[Start Source passage]

Sunday, September 7, 2014

Irish Welsh Rarebit

Cooking Irish can be found at PETITCHEF and Pinterest.

I have loved Welsh Rarebit since I was a child and called it Welch Rabbit. Legend has it that Welsh peasants, who were not allowed to hunt rabbit on the estates of noblemen, served this melted cheese dish as a substitute. Thus the name. This appears to be only a nice story though. My piano teacher Elizabeth Murphy introduced my family to this recipe. It was one of her favorites. I had a wonderful Welsh Rarebit at a little place I discovered in Dublin on St. Anne's Place, The Shrimp Wine Bar.





My daughter Erin and son Eli on O'Connell Street Bridge over the River Liffey flowing through Dublin on a cold, raw, windy day in 1985.  I hope we were shopping for more warm clothes!!  I can still feel the chill to the marrow of my bones.



Eli and Erin in front of an Irish mail box in Dublin near St. Stephen's Green.  If you look closely at the Irish posts, you will see the English crown and other English insignia.  When the Irish won independence from England, they simply
painted every British red mail box green--a typical Irish way of dealing with a situation.  I love it!!!

[End Source passage]

**Written instruction 1**
Copy out the rows word for word, everything from the first row down to the row that contains "133 L 5 129", with both included, and leave out the pictures.
The blog post above has no connection to the rows that follow it.

[Start Data listing]

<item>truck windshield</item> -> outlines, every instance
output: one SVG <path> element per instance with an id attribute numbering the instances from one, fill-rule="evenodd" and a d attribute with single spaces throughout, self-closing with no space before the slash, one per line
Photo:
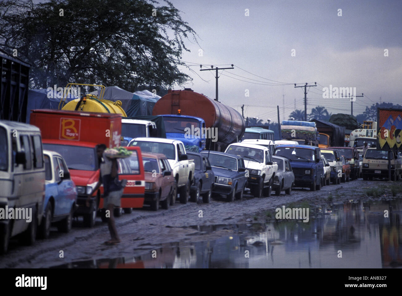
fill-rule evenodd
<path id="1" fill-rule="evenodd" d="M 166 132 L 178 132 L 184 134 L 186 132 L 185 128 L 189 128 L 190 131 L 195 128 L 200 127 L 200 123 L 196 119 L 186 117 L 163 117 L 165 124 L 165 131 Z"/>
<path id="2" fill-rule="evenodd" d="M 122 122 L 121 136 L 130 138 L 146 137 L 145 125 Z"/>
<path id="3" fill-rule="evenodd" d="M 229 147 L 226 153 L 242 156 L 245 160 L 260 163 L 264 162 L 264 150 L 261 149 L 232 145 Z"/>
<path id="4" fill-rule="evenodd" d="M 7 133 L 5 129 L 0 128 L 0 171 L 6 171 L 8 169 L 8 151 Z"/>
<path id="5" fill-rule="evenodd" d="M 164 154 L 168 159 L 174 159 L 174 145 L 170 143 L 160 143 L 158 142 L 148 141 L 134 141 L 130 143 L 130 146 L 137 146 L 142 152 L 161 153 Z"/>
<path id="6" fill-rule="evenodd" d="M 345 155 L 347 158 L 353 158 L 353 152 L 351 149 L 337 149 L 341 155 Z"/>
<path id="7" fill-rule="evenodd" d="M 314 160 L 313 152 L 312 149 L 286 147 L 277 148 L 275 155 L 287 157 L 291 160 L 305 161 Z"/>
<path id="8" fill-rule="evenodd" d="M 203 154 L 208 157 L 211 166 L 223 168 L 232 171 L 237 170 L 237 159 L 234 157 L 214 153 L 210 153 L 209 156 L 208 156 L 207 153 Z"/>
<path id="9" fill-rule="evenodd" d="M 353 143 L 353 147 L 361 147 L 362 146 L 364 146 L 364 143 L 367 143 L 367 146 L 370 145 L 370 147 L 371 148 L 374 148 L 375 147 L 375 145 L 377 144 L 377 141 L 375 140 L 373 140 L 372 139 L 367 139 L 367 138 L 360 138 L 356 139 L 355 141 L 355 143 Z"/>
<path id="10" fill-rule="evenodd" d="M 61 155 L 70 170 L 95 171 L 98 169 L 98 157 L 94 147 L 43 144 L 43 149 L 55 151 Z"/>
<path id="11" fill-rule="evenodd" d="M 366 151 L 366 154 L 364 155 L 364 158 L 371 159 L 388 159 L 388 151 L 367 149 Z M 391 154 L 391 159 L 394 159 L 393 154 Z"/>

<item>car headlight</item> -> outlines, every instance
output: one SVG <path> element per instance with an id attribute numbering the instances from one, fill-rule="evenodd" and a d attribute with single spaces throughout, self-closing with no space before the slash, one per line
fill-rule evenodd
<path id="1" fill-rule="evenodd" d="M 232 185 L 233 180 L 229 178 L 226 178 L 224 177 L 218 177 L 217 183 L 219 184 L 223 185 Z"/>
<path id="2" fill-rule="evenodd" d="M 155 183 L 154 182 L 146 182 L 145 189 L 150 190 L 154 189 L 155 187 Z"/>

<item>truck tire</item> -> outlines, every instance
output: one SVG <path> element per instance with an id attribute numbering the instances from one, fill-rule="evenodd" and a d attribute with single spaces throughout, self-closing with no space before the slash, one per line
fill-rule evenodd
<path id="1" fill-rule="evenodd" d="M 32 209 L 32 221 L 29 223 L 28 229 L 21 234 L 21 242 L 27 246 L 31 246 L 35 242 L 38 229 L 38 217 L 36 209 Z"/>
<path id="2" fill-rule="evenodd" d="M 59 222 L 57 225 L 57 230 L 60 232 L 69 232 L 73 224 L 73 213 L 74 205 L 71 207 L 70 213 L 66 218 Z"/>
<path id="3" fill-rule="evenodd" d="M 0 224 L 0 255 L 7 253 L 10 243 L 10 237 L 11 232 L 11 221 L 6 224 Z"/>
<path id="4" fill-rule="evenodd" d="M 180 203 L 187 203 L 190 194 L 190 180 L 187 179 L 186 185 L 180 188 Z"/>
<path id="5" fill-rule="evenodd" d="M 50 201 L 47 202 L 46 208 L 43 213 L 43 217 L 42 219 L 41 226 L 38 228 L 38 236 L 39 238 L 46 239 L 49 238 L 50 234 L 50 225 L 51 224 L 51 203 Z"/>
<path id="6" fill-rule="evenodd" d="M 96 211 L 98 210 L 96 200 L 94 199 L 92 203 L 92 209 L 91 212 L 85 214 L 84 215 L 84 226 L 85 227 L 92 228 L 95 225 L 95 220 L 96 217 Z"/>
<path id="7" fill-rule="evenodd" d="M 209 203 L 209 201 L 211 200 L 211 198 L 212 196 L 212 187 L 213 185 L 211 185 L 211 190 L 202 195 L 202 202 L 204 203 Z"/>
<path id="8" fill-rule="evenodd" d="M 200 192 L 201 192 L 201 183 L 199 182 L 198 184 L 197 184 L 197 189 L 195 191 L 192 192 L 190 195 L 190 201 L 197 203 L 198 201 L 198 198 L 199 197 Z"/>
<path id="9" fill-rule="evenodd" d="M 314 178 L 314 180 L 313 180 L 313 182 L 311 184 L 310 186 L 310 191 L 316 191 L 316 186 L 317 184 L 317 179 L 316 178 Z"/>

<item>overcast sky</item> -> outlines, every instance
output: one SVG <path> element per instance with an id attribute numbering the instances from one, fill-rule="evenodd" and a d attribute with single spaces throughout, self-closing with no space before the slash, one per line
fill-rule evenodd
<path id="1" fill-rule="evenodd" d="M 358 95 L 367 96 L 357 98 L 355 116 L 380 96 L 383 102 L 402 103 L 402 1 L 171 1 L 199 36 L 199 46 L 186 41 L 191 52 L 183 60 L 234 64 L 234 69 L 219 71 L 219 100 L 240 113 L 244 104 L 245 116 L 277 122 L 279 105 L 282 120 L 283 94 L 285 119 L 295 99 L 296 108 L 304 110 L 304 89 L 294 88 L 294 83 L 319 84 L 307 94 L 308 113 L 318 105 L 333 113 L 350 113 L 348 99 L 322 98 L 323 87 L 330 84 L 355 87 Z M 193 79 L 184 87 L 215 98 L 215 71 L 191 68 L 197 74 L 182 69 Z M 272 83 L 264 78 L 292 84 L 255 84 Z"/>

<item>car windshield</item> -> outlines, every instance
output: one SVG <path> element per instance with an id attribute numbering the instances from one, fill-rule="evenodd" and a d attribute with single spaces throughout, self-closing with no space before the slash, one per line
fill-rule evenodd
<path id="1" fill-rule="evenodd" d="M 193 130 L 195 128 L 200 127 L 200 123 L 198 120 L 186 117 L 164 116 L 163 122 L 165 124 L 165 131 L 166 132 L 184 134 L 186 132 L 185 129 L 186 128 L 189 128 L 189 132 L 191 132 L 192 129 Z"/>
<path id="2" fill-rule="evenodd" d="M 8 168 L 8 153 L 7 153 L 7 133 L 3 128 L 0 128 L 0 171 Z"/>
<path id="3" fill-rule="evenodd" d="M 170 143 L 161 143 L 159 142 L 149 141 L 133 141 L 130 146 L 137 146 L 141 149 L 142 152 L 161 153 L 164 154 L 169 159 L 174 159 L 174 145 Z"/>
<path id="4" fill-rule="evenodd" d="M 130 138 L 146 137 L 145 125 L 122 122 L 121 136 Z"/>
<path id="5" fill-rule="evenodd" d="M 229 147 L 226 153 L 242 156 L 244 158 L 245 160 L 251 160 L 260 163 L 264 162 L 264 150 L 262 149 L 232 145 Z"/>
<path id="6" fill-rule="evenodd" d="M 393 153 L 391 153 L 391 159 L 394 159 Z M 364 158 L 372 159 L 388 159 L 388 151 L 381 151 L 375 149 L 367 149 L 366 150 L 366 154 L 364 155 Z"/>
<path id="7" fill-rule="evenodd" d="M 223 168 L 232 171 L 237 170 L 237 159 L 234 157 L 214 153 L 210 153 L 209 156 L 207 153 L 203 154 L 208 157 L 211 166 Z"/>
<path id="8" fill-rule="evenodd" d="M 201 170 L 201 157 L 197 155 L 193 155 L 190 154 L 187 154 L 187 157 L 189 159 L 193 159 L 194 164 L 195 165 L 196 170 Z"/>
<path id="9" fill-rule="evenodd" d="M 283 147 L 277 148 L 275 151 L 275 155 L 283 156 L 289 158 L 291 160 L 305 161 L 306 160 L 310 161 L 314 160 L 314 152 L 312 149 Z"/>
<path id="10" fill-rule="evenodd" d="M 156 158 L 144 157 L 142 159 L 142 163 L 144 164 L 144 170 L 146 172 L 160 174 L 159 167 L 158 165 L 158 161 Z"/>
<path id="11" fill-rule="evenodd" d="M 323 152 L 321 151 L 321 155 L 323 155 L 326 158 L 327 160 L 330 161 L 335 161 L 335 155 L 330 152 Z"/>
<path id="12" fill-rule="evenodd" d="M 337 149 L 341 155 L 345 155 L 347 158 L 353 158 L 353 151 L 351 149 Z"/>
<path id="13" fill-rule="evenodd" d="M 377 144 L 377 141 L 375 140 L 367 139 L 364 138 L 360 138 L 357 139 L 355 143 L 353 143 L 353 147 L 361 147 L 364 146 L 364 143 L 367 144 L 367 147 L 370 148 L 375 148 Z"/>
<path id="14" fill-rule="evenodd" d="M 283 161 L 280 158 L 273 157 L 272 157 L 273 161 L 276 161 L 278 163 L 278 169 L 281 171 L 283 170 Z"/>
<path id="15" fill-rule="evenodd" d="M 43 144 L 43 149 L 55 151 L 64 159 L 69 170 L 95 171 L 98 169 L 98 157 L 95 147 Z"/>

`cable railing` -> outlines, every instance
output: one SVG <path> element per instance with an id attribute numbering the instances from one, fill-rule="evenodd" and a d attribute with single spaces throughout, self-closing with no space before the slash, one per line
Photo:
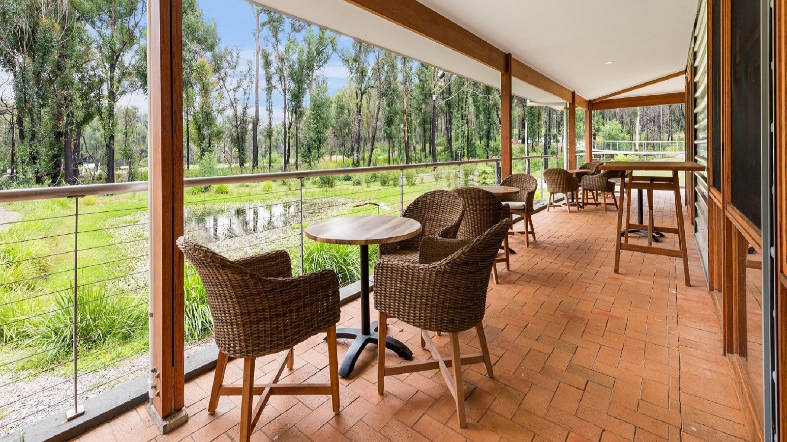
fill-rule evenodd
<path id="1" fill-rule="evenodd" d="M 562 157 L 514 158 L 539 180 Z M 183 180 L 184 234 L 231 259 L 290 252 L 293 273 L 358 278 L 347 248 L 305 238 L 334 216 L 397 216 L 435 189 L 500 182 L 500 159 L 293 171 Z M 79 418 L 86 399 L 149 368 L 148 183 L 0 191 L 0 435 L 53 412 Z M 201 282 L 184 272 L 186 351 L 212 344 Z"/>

[End Data listing]

**Written instruction 2**
Answer these questions from the blog post on Welsh Rarebit:
(a) Who introduced the writer's family to the recipe?
(b) In what year were Erin and Eli on O'Connell Street Bridge?
(c) What color did the Irish paint the British red mail boxes?

**Full solution 1**
<item>truck windshield</item> -> outlines, every instance
output: one SVG <path> element per instance with an id attribute numbering the instances from one, fill-rule="evenodd" and a d attribute with single spaces throughout, self-closing with no space before the slash, one per line
Photo:
fill-rule evenodd
<path id="1" fill-rule="evenodd" d="M 166 132 L 178 132 L 184 134 L 186 132 L 185 128 L 189 128 L 190 131 L 195 128 L 200 127 L 200 123 L 196 119 L 186 117 L 163 117 L 165 124 L 165 131 Z"/>
<path id="2" fill-rule="evenodd" d="M 122 122 L 121 136 L 130 138 L 146 137 L 145 125 Z"/>
<path id="3" fill-rule="evenodd" d="M 229 147 L 226 153 L 242 156 L 245 160 L 260 163 L 264 162 L 264 150 L 261 149 L 232 145 Z"/>
<path id="4" fill-rule="evenodd" d="M 7 133 L 5 129 L 0 128 L 0 171 L 6 171 L 8 169 L 8 151 Z"/>

**Full solution 2**
(a) The writer's piano teacher, Elizabeth Murphy.
(b) 1985.
(c) Green.